## begin

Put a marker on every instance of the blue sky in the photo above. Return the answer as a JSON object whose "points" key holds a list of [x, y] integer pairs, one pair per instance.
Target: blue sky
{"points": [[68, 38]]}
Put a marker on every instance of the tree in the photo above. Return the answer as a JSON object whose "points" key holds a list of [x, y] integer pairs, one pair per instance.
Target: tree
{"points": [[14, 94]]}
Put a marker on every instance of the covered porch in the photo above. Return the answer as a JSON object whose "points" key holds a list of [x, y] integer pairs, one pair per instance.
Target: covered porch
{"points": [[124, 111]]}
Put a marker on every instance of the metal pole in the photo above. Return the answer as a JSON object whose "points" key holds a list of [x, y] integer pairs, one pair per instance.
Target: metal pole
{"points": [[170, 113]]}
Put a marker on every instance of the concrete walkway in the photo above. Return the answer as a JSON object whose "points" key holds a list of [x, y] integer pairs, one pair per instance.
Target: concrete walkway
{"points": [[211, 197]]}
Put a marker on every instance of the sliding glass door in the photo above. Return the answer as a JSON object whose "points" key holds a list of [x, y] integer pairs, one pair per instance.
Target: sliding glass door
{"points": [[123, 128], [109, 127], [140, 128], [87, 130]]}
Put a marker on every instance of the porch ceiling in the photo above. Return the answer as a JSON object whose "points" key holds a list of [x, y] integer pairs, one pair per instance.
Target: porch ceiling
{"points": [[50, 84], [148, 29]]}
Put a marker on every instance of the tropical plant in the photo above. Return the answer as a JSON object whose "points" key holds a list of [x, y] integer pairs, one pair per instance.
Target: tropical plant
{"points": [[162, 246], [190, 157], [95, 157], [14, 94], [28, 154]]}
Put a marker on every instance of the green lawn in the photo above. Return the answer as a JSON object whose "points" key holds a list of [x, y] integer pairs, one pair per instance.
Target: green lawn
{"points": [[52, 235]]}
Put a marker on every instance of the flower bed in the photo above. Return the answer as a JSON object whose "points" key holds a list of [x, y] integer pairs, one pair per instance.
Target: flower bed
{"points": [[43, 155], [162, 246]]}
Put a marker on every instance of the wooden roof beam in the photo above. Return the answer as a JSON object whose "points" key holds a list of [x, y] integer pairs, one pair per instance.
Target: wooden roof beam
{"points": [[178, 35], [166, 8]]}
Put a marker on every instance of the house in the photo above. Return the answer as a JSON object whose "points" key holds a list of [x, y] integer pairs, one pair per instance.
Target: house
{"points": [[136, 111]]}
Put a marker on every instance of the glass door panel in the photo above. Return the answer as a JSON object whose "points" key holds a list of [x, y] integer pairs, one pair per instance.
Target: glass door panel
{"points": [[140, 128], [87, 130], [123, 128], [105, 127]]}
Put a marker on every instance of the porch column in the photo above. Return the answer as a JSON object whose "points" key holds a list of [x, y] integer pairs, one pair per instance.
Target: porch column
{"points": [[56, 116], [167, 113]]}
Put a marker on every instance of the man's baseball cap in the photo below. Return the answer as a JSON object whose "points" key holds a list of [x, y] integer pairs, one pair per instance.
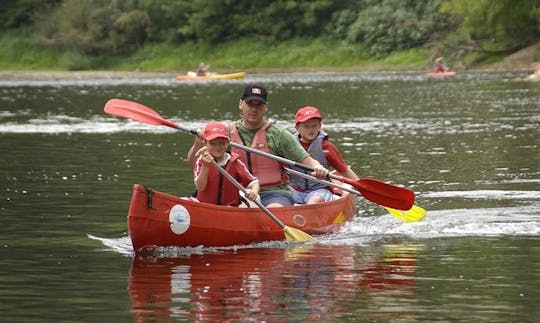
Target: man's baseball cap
{"points": [[255, 92], [306, 113]]}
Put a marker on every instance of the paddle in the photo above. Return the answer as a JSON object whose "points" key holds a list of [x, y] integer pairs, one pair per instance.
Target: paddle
{"points": [[414, 214], [291, 234], [374, 190]]}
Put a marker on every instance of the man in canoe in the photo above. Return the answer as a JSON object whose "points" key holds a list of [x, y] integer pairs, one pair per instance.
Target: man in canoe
{"points": [[255, 131], [202, 69], [308, 123], [210, 184]]}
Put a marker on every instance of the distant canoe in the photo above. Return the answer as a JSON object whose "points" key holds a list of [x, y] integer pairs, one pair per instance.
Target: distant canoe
{"points": [[192, 76], [440, 74]]}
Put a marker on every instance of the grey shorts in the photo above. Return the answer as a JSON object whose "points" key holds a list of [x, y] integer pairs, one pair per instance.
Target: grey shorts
{"points": [[303, 197], [282, 198]]}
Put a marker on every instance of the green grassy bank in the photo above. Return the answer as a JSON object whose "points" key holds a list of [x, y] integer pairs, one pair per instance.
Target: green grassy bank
{"points": [[22, 52]]}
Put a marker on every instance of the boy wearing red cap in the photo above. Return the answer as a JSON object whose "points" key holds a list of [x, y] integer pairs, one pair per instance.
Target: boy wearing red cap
{"points": [[213, 187], [308, 123]]}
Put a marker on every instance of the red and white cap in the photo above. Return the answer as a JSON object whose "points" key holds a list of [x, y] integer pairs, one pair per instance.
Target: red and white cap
{"points": [[306, 113], [215, 130]]}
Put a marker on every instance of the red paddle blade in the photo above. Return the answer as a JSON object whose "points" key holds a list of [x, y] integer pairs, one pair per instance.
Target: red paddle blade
{"points": [[383, 193], [135, 111]]}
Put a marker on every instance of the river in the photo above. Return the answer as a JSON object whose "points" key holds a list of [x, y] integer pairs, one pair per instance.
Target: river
{"points": [[468, 147]]}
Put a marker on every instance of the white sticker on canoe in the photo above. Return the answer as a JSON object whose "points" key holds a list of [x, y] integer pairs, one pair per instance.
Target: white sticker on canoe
{"points": [[179, 219]]}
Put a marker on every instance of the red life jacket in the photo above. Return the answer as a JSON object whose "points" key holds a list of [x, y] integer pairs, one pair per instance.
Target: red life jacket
{"points": [[267, 170], [218, 189]]}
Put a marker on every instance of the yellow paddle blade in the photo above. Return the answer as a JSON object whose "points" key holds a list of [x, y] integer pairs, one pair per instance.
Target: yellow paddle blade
{"points": [[414, 214], [293, 234]]}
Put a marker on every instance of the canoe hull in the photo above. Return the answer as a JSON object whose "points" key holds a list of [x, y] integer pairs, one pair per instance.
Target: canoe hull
{"points": [[157, 219], [440, 74], [191, 77]]}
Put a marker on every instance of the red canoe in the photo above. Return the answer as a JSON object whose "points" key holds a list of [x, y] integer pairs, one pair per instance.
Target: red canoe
{"points": [[440, 74], [157, 219]]}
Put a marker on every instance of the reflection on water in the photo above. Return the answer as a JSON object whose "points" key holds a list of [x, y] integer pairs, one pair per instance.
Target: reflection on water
{"points": [[298, 283]]}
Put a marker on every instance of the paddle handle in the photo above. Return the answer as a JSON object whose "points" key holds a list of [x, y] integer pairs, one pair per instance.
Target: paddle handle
{"points": [[315, 179]]}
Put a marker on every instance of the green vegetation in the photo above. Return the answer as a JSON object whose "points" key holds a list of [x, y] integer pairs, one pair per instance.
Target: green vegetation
{"points": [[256, 36]]}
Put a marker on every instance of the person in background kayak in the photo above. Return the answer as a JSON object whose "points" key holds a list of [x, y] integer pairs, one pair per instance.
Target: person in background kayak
{"points": [[308, 124], [255, 131], [211, 186], [439, 65], [202, 69]]}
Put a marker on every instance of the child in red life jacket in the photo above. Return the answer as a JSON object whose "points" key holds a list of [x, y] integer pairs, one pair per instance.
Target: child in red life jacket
{"points": [[308, 123], [213, 187]]}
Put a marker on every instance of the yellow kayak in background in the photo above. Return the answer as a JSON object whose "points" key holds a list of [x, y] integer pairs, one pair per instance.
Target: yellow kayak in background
{"points": [[190, 76]]}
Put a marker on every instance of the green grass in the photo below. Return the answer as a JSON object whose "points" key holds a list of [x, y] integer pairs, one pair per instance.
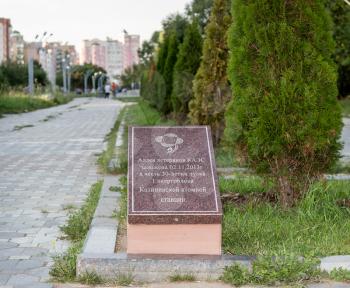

## end

Reproduce all of the material above verbatim, omitting the pictures.

Put a marker on every instance of the blue sky in the photo above. Return the answer as a JSON object whose "points" key holds a list of [x, y] integer pairs, one pair per instance.
Target: blue sky
{"points": [[68, 38]]}
Put a marker on every instance of the tree in the photo above. Return the answer as a JSON object whose "points" key holds a list of [x, y] integer pairs, one pair per instance.
Target: tree
{"points": [[14, 94]]}
Put a marker on every instance of the covered porch in the photo above. Return the answer as a JSON object whose "points" key holds a list of [x, y] integer pairs, one pair per instance.
Target: covered porch
{"points": [[124, 111]]}
Put a marker on every instance of the metal pole in the photo above. Return the answer as a JSON object whose "points" key holds a list of [x, y] integer pairs, one pair per instance.
Target: metal pole
{"points": [[170, 113]]}
Put a marker on every instance of the concrete walkway in the photo above. Return the answer as a JSON object whose "points" key holds a list of [x, y] integer pairs, one pair per instance.
Target: concrete walkway
{"points": [[211, 197]]}
Put a marker on every instance of the sliding glass door in the photo above. Return the answer as a JSON object whose "points" key holds a list of [x, y] integer pairs, one pair per instance.
Target: sliding glass door
{"points": [[123, 128], [109, 127], [140, 128], [87, 130]]}
Put a marker on every instance of the porch ceiling in the photo above. Return the answer as a JSON object whose "points" key holds a list of [x, y] integer pairs, one pair per instance.
Target: porch ceiling
{"points": [[50, 84], [148, 29]]}
Put a marker on every instance of the tropical plant in the photo above. Return the answer as a JSON object whose "points" key holds a list of [x, y] integer pairs, one pair per instance.
Target: tropical plant
{"points": [[162, 246], [190, 157], [95, 157], [14, 94], [28, 154]]}
Put a marker on every instance of the green lawn in the photo above. Return the answer as a JSON object whose "points" key holds a list of [x, y] integer pairs, one pair per instance.
Target: green lawn
{"points": [[52, 235]]}
Put a marker on every instance of the flower bed in the photo above. Return the answer as a JSON object whose "points" key holds a list of [x, y] integer pairs, one pair per instance.
Target: flower bed
{"points": [[43, 155], [162, 246]]}
Put a marker on every instance of the wooden roof beam in the photo above. Return the answer as a JSON object whose "points" key holds a list of [x, y] integer pairs, one pair per instance.
Target: wooden roof beam
{"points": [[178, 35], [166, 8]]}
Put a marker on every instance of the house in the photo above. Return the answer as a JSON object whose "points" key holds a list of [x, y] integer pairs, one pair per instance.
Target: house
{"points": [[136, 111]]}
Put a marker on every instance of the glass door panel in the photo above. Return the answer as a JSON object whose "points" key holds a list of [x, y] integer pairs, one pair per instance.
Target: glass door panel
{"points": [[140, 128], [87, 130], [123, 128], [105, 127]]}
Put a marker on every instance of the porch column in the photo above. Return the answer as a JSON object whose "points" key holds a list of [x, y] integer pairs, one pair per instance.
Target: porch column
{"points": [[56, 116], [167, 113]]}
Put a marker on every instance of the man's baseball cap in the photo below. Return the answer as a JSON object whose "points" key holds a list of [x, y] integer pairs, one pair per instance.
Target: man's baseball cap
{"points": [[255, 92], [306, 113]]}
Put a marker on every instance of the paddle in the photo above. Return the answer as a JSON object whose "points" key holds a list of [x, y] integer pairs, one pair per instance.
Target: paddle
{"points": [[414, 214], [291, 234], [374, 190]]}
Put a marker on every instance of the man in canoe in the photo above. Return the answer as a JSON object whose "points" key holds a list of [x, y] integer pairs, one pair per instance.
Target: man in canoe
{"points": [[255, 131], [202, 69], [308, 123], [210, 184]]}
Put a marker on every instance of the distant canoe in the photo above. Return the answer as a JSON object whose "points" key holds a list of [x, y] integer pairs, one pair per instance.
Target: distant canoe
{"points": [[192, 76], [440, 74]]}
Put a marker on every instance of the grey shorts in the photo above. Return the answer as a JSON object whose "points" key holds a list of [x, y] integer pairs, one pair per instance.
Target: grey shorts
{"points": [[303, 197], [282, 198]]}
Put a marker on every instance of the green grassy bank in the photo above. Return the answer as a JSON object whose "points" key holds a list of [x, y] integer pairs, one pair per instance.
Target: green grassy bank
{"points": [[22, 52]]}
Put a marker on every instance of the boy wearing red cap in the photo above. Return the answer as a JSON object whose "points" key holds a list of [x, y] integer pairs, one pair per instance.
Target: boy wearing red cap
{"points": [[213, 187], [308, 123]]}
Put a marker on every instance of the red and white cap in the photo above. Return the answer as a JSON object whose "points" key holds a list of [x, y] integer pairs, one pair per instance.
Target: red and white cap
{"points": [[306, 113], [215, 130]]}
Put a marker on every instance of the red paddle blade in the photo above. Return the answer as a JSON object whose "points" key holds a list of [x, y] integer pairs, one pair per instance.
Target: red paddle blade
{"points": [[383, 193], [135, 111]]}
Put a marker on every instance of the river in the photo above. Return the answer as a JSON object whose "points" key holds a list of [x, y] integer pairs, one pair per instance.
Target: river
{"points": [[468, 147]]}
Put a marker on every instance of the white sticker on canoe in the photo above. Return the answer as a JSON object whose "points" key holds a list of [x, y] integer pairs, one pair per instance.
Target: white sticker on canoe
{"points": [[179, 219]]}
Put a marker on every instance of the red life jacket in the photo above. Return the answer as a JSON object whose "points" key holds a list of [x, y] integer pairs, one pair per instance.
Target: red life jacket
{"points": [[267, 170], [218, 189]]}
Put a marker on every instance of the yellow paddle blade in the photo above. Return the answer as a JSON object whose "points" key holds a list of [x, y] integer pairs, one pair per instance.
Target: yellow paddle blade
{"points": [[414, 214], [293, 234]]}
Put a marker on every instance of the canoe hull in the photo above. Return the answer as a JSON object whose "points" key holds a list of [x, y] integer pairs, one pair per instance.
Target: canoe hull
{"points": [[157, 219], [440, 74], [191, 77]]}
Put a marker on every instance of the red canoe in the photo above. Return the answer as a JSON object whose "points" key holds a list of [x, y] integer pairs, one pair per instance.
Target: red canoe
{"points": [[440, 74], [157, 219]]}
Put a marker on every instance of the reflection on water in the photo above. Return the answer as a JSON object whose "points" key holds a list of [x, y] integer pairs, one pair per instance.
Target: reflection on water
{"points": [[298, 283]]}
Put a marker on every instance of the paddle handle in the photo above. Return the answer as a JSON object whose "points" key holds a list of [x, y] integer pairs, one pair per instance.
Target: paddle handle
{"points": [[315, 179]]}
Put a marker on every instance of the green vegetation in the photo above. Return the answer as a JSON object whose "points" key holds a list of [x, y] integer pairs, one pair per instance.
Target: green vegetation
{"points": [[256, 36]]}
Put a marker on every instance of the person in background kayak in the photo above. Return the answer as a JSON object whose "points" key holds a list of [x, y] integer pairs, one pair per instance.
Target: person in background kayak
{"points": [[308, 124], [255, 131], [211, 186], [439, 65], [202, 69]]}
Put a marker on every instance of the child in red life jacket in the photo above. Return the answer as a JSON object whose "points" key holds a list of [x, y] integer pairs, one pair per instance.
Target: child in red life jacket
{"points": [[308, 123], [213, 187]]}
Put a marker on every instance of the yellow kayak in background in the photo above. Return the answer as a JSON object whose "points" key holds a list of [x, y] integer pairs, one pair per instance.
Target: yellow kayak in background
{"points": [[190, 76]]}
Put a marker on every instance of the green grass in the photo below. Return the answer as a JSON object whose "points" key holds a list of [x, y] integer pairs, one pair per instance.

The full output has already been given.